━━ INFORMATION SUPPLIED
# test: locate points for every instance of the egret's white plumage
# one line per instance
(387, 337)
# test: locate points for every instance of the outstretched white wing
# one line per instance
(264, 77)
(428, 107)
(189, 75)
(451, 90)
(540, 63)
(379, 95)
━━━━
WORK TO COMPLETE
Could you return all of the rows above, character for character, with nothing changed?

CORRECT RESPONSE
# test: locate points for every instance of the egret's white plumage
# one line per instance
(387, 337)
# test: locate points for every instance of the outstretched white wing
# one line per instance
(264, 77)
(428, 107)
(189, 75)
(451, 90)
(540, 63)
(379, 95)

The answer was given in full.